-- To do --
- a) In the essay on fear and photography, who told the writer to decide when to pass an opponent and then commit to the plan?
- b) List every distinct passage that the essay on fear and photography places inside single quotation marks.
- c) Transcribe the stretch of the essay on fear and photography from "During a Star" through "say in racing.".

-- Extracted text --
========================================================================

Fear. When allowed, it can encroach into many facets of life. I recently changed my Musings image to the left as a daily reminder to myself that courage is a vital ingredient in many of life’s endeavors and is not lost in the arts. There was a point in my photographic pilgrimage eight months ago when I began to take this hobby seriously. Seriously enough to no longer view what I do as a mere hobby, but a passion where I could no longer excuse mediocre work by saying I was just having ‘fun.’ Oh yes, I do have fun, but not in the same context I did when I first started this craft. My ‘fun’ now entails using my imagery as my voice, my conduit to express how I feel and view the world by presenting the best I can do with each image.
During a Star Motorcycle Pro School Jason Pridmore told me during a practice session, ‘Decide when you want to pass your opponent and then commit to your plan. Hesitation will cost you in both time and physical pain.’ Little did I realize five years ago that his advice would apply to photography and to life. Although I never view photography as a competitive sport like racing, I am constantly competitive with my own best work. Continuing to improve is incremental, a personally painful process of experimentation and ‘slowing down to get faster’ as we use to say in racing.

========================================================================

-- Data excerpts --
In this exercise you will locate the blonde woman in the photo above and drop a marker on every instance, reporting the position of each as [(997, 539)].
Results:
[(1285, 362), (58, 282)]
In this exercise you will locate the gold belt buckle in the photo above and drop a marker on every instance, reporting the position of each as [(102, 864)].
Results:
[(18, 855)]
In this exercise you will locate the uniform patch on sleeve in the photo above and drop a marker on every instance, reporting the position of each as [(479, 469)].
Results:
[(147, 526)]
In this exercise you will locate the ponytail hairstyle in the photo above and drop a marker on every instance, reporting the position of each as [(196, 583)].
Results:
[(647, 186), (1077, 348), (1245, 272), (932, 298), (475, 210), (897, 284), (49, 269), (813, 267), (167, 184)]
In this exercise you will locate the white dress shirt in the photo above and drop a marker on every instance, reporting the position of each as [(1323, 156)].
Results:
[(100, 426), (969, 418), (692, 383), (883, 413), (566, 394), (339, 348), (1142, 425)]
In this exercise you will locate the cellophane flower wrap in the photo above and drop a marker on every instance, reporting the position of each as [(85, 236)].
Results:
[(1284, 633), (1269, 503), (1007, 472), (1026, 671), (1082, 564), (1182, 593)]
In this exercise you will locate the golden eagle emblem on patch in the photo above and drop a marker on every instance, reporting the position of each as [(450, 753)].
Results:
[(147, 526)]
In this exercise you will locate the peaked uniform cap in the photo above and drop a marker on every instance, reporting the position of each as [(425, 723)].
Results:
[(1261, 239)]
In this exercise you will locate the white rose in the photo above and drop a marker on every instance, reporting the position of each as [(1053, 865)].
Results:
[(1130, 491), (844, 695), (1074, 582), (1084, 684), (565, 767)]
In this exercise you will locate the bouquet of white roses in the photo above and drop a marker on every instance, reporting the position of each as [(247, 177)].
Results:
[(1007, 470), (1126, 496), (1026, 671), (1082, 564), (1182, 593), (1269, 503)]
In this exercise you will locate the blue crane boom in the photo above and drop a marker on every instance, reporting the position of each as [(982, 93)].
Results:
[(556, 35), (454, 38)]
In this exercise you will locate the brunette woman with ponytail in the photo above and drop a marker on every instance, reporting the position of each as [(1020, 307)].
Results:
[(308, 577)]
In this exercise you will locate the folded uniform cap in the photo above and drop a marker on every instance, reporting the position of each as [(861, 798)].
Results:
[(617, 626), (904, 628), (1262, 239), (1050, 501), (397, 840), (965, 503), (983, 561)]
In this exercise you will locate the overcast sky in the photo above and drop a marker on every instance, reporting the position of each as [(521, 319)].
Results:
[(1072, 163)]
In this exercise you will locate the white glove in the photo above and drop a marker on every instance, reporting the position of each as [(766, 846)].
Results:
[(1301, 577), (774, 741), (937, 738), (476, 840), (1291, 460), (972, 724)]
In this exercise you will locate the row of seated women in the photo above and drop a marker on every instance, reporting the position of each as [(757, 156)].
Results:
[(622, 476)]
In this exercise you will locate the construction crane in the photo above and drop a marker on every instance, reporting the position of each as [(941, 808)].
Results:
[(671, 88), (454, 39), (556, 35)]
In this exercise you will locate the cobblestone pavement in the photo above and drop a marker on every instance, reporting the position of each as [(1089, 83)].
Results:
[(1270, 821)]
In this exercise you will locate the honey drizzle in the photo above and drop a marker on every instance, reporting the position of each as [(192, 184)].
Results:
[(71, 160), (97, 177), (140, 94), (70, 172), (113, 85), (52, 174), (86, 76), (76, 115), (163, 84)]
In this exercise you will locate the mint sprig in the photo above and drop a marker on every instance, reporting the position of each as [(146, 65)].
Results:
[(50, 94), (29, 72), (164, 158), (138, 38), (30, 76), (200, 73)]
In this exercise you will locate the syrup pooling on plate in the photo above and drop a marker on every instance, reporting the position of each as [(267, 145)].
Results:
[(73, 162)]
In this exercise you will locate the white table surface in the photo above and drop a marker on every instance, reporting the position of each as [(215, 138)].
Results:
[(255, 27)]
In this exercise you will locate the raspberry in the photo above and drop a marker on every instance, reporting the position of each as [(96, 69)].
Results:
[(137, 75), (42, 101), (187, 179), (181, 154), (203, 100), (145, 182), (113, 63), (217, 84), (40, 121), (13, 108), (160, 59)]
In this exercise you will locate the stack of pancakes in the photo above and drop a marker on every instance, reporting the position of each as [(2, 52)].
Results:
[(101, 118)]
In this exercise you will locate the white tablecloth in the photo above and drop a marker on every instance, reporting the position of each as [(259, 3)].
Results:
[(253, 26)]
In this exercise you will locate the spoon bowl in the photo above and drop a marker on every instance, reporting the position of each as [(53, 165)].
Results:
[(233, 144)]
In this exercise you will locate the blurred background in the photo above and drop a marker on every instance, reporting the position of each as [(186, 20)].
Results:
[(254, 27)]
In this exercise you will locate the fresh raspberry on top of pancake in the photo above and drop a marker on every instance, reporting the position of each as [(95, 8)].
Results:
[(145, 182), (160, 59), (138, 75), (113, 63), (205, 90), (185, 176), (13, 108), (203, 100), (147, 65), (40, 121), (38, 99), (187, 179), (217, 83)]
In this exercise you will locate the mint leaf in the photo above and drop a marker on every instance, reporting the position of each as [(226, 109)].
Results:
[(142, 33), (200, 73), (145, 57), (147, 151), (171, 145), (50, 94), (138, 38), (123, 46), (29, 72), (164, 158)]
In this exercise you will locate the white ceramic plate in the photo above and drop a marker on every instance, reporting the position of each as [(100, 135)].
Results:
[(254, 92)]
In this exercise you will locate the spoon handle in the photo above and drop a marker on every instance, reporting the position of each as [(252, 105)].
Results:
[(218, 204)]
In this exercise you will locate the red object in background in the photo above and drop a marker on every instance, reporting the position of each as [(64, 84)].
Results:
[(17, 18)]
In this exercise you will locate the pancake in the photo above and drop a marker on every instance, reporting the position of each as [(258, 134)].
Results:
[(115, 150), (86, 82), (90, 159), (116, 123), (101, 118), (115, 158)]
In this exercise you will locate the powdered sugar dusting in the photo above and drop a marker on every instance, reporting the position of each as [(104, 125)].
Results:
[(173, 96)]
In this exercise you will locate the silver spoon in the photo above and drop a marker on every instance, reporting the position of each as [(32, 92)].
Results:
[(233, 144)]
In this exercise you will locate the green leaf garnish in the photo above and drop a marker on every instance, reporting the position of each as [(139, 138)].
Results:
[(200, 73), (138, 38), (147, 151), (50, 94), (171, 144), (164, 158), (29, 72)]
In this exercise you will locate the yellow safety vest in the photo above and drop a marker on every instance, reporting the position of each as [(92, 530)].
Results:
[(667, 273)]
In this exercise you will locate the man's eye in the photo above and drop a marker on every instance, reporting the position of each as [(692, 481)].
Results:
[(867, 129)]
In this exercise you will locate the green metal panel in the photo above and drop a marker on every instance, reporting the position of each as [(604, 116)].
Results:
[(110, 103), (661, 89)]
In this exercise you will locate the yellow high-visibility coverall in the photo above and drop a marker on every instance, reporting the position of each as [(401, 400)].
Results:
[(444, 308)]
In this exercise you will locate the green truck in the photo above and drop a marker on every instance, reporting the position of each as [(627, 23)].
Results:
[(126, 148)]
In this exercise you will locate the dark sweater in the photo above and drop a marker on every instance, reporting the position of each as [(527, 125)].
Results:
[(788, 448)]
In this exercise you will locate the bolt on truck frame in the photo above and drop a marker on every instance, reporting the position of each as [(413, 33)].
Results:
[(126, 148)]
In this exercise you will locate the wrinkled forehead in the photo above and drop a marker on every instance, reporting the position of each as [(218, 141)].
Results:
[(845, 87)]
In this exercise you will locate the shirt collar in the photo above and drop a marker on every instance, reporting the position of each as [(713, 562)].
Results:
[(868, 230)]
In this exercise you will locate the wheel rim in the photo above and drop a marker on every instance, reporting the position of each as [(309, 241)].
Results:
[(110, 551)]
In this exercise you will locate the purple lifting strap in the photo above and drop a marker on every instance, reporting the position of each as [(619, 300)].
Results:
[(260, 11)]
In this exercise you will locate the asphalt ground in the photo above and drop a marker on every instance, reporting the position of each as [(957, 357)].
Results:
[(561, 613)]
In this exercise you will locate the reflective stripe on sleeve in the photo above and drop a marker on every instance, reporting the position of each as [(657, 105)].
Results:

========================================================================

-- Set of answers --
- a) Jason Pridmore, during a practice session at a Star Motorcycle Pro School.

- b)
- fun
- Decide when you want to pass your opponent and then commit to your plan. Hesitation will cost you in both time and physical pain.
- slowing down to get faster

- c)
During a Star Motorcycle Pro School Jason Pridmore told me during a practice session, ‘Decide when you want to pass your opponent and then commit to your plan. Hesitation will cost you in both time and physical pain.’ Little did I realize five years ago that his advice would apply to photography and to life. Although I never view photography as a competitive sport like racing, I am constantly competitive with my own best work. Continuing to improve is incremental, a personally painful process of experimentation and ‘slowing down to get faster’ as we use to say in racing.